------ Material supplied ------
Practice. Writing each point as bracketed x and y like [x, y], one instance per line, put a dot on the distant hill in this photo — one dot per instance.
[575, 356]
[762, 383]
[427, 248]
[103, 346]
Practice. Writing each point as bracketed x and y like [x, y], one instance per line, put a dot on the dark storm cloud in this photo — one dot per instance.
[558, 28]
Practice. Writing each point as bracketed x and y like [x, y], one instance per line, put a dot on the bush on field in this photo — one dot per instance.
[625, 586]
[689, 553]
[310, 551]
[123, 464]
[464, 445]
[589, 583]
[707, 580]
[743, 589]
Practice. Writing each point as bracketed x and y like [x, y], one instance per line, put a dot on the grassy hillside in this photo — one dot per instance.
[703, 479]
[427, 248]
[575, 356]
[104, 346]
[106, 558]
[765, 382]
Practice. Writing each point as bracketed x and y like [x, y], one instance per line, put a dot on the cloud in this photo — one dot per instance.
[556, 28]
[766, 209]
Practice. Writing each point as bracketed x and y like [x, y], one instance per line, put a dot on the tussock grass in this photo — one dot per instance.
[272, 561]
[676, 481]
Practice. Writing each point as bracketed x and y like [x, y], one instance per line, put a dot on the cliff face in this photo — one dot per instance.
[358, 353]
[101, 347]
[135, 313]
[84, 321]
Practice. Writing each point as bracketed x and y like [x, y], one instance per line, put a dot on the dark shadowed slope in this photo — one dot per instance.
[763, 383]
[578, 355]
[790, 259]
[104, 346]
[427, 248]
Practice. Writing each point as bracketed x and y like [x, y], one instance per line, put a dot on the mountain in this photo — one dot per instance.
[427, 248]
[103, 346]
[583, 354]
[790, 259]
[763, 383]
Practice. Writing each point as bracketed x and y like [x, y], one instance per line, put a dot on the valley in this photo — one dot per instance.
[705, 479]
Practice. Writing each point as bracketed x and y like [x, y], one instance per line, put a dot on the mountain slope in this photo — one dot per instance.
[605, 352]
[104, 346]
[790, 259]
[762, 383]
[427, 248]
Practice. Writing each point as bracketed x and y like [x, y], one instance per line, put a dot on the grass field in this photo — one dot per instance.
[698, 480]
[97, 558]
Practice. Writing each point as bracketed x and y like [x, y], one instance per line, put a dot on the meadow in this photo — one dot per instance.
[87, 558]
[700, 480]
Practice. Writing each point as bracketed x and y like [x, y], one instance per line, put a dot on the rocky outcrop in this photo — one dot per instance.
------
Exercise aim: Print out every record again, exactly and in full.

Your response:
Practice. Writing each point as bracketed x and y like [x, y], one instance per line, put a dot on the distant hill in this photo — one dot per instance.
[575, 356]
[762, 383]
[427, 248]
[103, 346]
Practice. Writing each point as bracketed x and y like [x, y], one instance per line, put a dot on the dark storm cloud in this photo — one dot per instance.
[558, 28]
Practice. Writing each point as bracketed x and y like [x, y], one instance per line, put a dot on the bush on field in this photo — one dot per instance.
[625, 586]
[689, 553]
[310, 551]
[123, 464]
[464, 445]
[589, 583]
[707, 580]
[743, 589]
Practice. Writing each point as bracketed x and y like [x, y], one instance per line, put a dot on the grassy hillside in this photo — one dot per instance.
[703, 479]
[427, 248]
[575, 356]
[104, 346]
[106, 558]
[765, 382]
Practice. Writing each point as bracketed x and y like [x, y], one instance per line, put a dot on the cloud in this photo — one dot per instance.
[556, 28]
[766, 209]
Practice. Writing each point as bracketed x and y like [x, y], one instance per line, put a dot on the tussock grass in this photo — one dot per instance.
[272, 561]
[676, 481]
Practice. Writing each point as bracketed x and y like [x, y], one instance per line, put a dot on the cliff face in this photo — one dot per instance.
[358, 353]
[101, 347]
[135, 313]
[84, 321]
Practice. Writing each point as bracketed x and y like [x, y], one instance per line, put a dot on the dark shadowed slope in this photo — one dot per instance.
[763, 383]
[578, 355]
[790, 259]
[104, 346]
[427, 248]
Practice. Writing each point as bracketed x and y like [x, y], one instance per line, put a dot on the mountain in this photo — one dot per instance.
[427, 248]
[103, 346]
[583, 354]
[790, 259]
[763, 383]
Practice. Writing each point as bracketed x and y like [x, y], one instance per line, put a dot on the valley in this photo — one dot per instance.
[705, 479]
Practice. Writing each point as bracketed x and y like [x, y], one instance per line, put a dot on the mountain slope in this photo — one dot per instance.
[605, 352]
[104, 346]
[790, 259]
[762, 383]
[427, 248]
Practice. Writing each point as bracketed x and y like [x, y], one instance per line, put a dot on the grass field in this photo — one dot per instance.
[698, 480]
[97, 558]
Practice. Writing each point as bracketed x and y like [x, y], one instance per line, put a dot on the meadow in this photo — one dot per instance.
[87, 558]
[700, 480]
Practice. Writing each point as bracketed x and y like [x, y], one instance per line, put a dot on the rocky outcrop in this photo — one dot per instance.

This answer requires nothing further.